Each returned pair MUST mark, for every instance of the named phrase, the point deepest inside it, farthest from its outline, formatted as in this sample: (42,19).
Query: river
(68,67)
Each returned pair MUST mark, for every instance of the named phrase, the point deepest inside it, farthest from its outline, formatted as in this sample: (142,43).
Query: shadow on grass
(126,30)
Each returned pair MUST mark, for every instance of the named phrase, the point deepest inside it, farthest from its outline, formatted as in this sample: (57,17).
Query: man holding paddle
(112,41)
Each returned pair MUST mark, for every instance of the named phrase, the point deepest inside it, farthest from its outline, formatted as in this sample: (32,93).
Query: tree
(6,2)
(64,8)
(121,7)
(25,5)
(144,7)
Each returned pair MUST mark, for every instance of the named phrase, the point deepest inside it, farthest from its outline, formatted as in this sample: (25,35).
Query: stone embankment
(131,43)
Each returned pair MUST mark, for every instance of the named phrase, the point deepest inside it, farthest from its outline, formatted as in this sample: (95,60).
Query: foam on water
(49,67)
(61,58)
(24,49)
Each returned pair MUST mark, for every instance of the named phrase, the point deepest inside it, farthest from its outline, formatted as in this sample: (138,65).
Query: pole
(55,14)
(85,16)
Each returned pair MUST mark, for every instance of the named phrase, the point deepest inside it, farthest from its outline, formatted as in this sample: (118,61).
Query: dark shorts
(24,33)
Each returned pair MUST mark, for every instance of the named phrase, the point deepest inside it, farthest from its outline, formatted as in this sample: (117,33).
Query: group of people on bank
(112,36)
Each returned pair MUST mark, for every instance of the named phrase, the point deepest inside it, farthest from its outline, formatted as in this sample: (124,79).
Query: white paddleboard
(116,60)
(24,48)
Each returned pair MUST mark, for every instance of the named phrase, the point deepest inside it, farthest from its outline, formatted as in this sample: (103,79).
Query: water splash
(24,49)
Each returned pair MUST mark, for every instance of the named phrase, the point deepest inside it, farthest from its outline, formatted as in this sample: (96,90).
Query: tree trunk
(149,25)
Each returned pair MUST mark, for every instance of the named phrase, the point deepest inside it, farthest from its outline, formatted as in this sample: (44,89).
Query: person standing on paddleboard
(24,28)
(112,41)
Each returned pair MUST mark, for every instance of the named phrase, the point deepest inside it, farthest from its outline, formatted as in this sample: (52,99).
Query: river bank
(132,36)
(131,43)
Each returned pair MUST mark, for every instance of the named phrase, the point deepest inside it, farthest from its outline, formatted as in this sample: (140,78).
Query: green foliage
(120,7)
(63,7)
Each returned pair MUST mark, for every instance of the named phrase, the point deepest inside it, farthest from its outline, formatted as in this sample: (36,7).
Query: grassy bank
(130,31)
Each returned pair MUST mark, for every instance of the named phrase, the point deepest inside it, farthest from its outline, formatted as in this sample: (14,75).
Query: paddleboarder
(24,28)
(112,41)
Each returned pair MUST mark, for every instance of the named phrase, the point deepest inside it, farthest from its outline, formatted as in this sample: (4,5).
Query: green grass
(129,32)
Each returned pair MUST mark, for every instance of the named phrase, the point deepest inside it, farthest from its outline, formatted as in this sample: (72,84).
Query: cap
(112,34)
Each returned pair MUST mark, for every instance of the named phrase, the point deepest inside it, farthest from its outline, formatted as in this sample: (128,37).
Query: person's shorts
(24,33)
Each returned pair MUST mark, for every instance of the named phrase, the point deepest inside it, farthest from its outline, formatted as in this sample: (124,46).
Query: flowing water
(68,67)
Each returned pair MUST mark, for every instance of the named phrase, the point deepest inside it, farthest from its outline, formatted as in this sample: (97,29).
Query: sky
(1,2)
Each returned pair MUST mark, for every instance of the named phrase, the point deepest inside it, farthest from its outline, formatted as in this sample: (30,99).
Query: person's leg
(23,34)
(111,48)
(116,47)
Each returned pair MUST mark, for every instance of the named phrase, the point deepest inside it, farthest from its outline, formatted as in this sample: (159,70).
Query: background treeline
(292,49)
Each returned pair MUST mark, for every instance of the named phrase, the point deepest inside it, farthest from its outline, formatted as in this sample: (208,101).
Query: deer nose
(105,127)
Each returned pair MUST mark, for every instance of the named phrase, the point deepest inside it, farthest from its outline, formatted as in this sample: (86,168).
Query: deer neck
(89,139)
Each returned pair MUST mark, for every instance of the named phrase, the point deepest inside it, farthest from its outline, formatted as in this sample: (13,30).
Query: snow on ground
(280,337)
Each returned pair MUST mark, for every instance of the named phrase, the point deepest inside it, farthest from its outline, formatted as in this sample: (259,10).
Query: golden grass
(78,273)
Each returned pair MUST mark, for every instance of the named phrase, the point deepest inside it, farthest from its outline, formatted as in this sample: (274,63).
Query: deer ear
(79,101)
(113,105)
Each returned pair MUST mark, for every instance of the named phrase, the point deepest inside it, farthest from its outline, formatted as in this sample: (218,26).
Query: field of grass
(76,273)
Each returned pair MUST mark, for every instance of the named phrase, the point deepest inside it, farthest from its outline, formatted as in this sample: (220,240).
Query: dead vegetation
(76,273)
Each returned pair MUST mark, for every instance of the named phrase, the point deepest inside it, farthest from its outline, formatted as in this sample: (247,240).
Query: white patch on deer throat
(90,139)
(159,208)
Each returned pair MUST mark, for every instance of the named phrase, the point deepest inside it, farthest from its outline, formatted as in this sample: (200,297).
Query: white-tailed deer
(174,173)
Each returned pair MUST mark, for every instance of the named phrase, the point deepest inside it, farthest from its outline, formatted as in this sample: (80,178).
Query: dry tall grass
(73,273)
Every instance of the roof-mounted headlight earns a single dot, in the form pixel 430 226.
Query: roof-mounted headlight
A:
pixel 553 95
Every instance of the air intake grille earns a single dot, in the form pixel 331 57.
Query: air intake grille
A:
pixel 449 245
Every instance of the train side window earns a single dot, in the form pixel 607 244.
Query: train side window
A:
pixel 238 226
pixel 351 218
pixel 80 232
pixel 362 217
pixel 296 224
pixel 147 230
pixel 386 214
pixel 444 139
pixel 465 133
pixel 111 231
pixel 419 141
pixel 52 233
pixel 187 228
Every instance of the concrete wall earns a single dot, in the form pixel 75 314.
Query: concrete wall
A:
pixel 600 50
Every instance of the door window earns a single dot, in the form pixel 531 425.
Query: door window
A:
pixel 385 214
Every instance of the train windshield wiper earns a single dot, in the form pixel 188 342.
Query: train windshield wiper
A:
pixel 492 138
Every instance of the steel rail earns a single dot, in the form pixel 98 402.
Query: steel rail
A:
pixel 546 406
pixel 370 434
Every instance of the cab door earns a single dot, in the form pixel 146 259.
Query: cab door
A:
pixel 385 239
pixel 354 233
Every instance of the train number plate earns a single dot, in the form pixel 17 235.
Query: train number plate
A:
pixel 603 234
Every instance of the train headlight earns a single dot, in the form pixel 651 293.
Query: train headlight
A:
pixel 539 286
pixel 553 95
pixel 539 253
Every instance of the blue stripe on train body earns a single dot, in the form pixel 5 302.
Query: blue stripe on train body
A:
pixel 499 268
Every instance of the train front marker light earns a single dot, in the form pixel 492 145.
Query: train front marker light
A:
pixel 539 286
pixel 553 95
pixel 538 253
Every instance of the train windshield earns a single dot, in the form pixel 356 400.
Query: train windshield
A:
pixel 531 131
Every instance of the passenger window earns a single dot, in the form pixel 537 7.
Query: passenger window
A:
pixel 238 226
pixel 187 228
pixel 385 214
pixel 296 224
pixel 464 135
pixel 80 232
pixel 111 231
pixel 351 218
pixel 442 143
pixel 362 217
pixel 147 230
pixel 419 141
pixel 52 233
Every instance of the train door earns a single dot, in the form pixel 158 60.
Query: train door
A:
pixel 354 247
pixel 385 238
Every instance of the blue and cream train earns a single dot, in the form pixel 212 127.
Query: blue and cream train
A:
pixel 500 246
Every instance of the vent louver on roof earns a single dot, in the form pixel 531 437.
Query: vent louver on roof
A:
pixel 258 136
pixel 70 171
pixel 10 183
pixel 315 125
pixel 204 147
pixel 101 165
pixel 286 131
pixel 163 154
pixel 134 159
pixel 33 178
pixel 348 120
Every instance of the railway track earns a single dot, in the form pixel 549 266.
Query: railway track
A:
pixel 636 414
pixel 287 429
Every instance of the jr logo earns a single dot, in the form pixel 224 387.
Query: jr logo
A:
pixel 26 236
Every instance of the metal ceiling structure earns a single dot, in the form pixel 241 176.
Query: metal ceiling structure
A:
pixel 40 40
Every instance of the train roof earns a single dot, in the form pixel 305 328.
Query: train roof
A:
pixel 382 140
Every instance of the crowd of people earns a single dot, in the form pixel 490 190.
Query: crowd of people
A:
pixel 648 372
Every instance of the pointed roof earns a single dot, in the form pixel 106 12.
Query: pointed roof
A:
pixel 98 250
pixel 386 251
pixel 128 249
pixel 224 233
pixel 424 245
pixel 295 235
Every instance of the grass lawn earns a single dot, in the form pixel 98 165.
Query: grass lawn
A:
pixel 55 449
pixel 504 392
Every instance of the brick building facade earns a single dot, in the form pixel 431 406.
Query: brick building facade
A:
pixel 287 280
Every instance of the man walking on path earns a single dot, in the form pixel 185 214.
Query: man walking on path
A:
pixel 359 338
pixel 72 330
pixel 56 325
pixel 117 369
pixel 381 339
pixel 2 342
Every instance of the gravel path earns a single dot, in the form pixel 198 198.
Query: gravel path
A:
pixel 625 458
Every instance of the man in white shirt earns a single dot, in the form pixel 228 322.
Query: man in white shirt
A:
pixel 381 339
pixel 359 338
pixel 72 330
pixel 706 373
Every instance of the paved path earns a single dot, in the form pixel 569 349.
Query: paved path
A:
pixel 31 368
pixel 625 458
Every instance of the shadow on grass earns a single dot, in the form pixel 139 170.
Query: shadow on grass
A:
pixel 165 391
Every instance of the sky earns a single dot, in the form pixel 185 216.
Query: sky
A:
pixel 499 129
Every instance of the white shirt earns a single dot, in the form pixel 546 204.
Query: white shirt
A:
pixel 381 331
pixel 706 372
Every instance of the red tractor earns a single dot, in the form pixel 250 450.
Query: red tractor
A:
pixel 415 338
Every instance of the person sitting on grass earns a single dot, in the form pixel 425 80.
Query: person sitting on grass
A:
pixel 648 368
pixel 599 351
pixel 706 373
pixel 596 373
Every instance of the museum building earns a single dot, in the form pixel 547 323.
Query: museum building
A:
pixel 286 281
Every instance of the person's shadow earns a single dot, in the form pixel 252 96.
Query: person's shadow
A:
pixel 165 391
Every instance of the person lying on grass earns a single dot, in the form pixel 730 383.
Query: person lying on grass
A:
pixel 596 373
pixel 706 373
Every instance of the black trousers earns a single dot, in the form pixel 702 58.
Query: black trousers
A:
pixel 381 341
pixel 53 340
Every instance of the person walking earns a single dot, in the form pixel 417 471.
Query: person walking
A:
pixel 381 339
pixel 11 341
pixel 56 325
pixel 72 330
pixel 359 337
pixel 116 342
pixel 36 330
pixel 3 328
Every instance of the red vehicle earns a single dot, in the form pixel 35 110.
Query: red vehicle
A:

=-=-=

[EXERCISE DIRECTIONS]: Search the listing above for the word "stripe", and copy every line that has it.

[TASK OUTPUT]:
Every instance of the blue stripe on train body earns a single dot, in the form pixel 5 302.
Query: blue stripe on train body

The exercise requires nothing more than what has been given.